What the exercise asks ▸ Reproduce the material in full, exactly as written.
═══
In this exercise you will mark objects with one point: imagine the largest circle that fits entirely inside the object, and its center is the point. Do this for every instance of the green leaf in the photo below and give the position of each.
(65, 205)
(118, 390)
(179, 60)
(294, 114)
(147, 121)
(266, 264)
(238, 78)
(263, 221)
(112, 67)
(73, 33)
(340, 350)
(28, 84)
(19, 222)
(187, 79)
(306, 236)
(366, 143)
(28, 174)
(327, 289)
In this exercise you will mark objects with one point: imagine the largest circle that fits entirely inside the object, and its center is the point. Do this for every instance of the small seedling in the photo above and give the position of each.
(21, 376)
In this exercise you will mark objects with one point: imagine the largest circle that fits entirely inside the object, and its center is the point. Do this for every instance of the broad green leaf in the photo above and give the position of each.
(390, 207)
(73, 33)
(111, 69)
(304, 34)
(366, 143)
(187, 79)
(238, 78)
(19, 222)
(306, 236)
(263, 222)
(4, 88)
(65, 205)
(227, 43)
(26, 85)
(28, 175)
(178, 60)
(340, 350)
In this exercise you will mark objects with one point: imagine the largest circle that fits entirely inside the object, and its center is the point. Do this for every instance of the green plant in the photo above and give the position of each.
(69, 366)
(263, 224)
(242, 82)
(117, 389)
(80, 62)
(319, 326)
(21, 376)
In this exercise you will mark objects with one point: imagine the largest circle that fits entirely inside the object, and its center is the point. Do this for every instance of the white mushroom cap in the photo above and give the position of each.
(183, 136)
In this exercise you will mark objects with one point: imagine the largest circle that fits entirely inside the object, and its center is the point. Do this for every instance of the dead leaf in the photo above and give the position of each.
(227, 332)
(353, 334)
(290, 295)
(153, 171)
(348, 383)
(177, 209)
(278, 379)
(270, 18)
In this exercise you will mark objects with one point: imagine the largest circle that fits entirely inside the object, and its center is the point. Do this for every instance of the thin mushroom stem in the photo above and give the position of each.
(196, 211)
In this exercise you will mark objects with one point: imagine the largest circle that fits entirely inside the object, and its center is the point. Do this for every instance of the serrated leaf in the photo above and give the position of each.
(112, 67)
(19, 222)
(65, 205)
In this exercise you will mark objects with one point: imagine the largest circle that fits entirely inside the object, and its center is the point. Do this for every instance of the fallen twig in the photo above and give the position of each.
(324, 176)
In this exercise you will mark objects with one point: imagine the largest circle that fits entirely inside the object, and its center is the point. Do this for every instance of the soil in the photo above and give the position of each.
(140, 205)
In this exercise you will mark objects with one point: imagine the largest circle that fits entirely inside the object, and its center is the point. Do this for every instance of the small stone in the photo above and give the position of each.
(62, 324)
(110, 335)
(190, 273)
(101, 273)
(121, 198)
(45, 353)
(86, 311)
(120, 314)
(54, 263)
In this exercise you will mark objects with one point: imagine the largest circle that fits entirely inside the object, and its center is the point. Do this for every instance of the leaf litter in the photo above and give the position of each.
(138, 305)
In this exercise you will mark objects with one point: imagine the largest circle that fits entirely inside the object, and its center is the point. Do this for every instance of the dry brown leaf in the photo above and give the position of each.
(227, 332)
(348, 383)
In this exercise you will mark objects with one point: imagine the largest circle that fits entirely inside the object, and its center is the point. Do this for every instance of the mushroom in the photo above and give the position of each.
═══
Solution to this task ▸
In this exercise you will mark objects with one point: imagine the largest circle that fits entirely inside the object, and its center is the point. Do this for every instance of the green leaf in the photo below and give the position of each.
(65, 205)
(118, 390)
(179, 60)
(294, 114)
(147, 121)
(266, 264)
(238, 78)
(263, 221)
(112, 67)
(73, 33)
(340, 350)
(28, 84)
(19, 222)
(187, 79)
(306, 236)
(366, 143)
(28, 174)
(327, 289)
In this exercise you will mark objects with one point: imagine the largest circle that fits entirely inside the object, and its center is the point. Do this for every instance of the small seedling in the photo above and give the position of each.
(21, 376)
In this exercise you will mark objects with one point: imagine the largest circle that fits entirely inside the object, and its center is the point. Do this for every instance of the broad green leaf in the photo above and give the position of each.
(390, 207)
(73, 33)
(111, 69)
(304, 34)
(366, 143)
(187, 79)
(238, 78)
(19, 222)
(306, 236)
(263, 222)
(4, 88)
(65, 205)
(227, 43)
(26, 85)
(28, 175)
(178, 60)
(340, 350)
In this exercise you will mark objects with one point: imagine the largest circle that fits entirely inside the object, and its center is the point. Do this for every instance of the green plant in the photo above and give the position of each.
(69, 366)
(263, 224)
(242, 82)
(117, 389)
(80, 62)
(319, 326)
(21, 376)
In this exercise you will mark objects with one point: imagine the largest circle that fits entirely inside the object, and its center is the point. Do this for every instance of the white mushroom cap in the photo above and give the position of each.
(183, 136)
In this exercise you will mark objects with one point: imagine the largest circle that fits entirely inside the object, and its center is the point. Do this for every instance of the dead leaf in the photo above and give the position of each.
(227, 332)
(353, 334)
(290, 295)
(153, 171)
(348, 383)
(177, 209)
(278, 379)
(270, 18)
In this exercise you will mark objects with one point: imagine the largest circle that fits entirely inside the object, and its center is the point. Do this for every instance of the thin mushroom stem in the photo above and give the position of each.
(196, 211)
In this exercise you will mark objects with one point: imagine the largest circle that fits entirely inside the object, and its center is the point. Do this for every instance of the serrated leaf in the photo above and give the position of each.
(112, 67)
(19, 222)
(65, 205)
In this exercise you will mark objects with one point: imagine the largest circle that fits entirely inside the object, and its center is the point. Do this for every instance of the fallen twig in the photo above and give the position of each.
(324, 176)
In this exercise you will mark objects with one point: imagine the largest circle that fits entirely inside the object, and its center is the point. Do this for every instance of the soil in the photo above and give the position of each.
(140, 205)
In this exercise you will mark objects with one point: imagine the largest circle that fits entirely inside the object, and its center is the point. Do this for every instance of the small stone in the photo above and give the position of each.
(62, 324)
(110, 335)
(190, 273)
(101, 273)
(121, 198)
(45, 353)
(86, 311)
(120, 314)
(54, 263)
In this exercise you will mark objects with one point: imagine the largest circle that fits entirely inside the object, and its center is the point. Do this for every instance of the leaf litter in the photo above and give the position of each.
(138, 305)
In this exercise you will mark objects with one point: imagine the largest circle that fits entirely inside the object, and its center is the point. Do this for every instance of the dry brown leaf in the photo above and give the position of each.
(227, 332)
(348, 383)
In this exercise you will mark objects with one point: imagine the largest circle that fits entirely inside the object, and its center is the point. Do this for every instance of the mushroom in the photo above and give the position of each.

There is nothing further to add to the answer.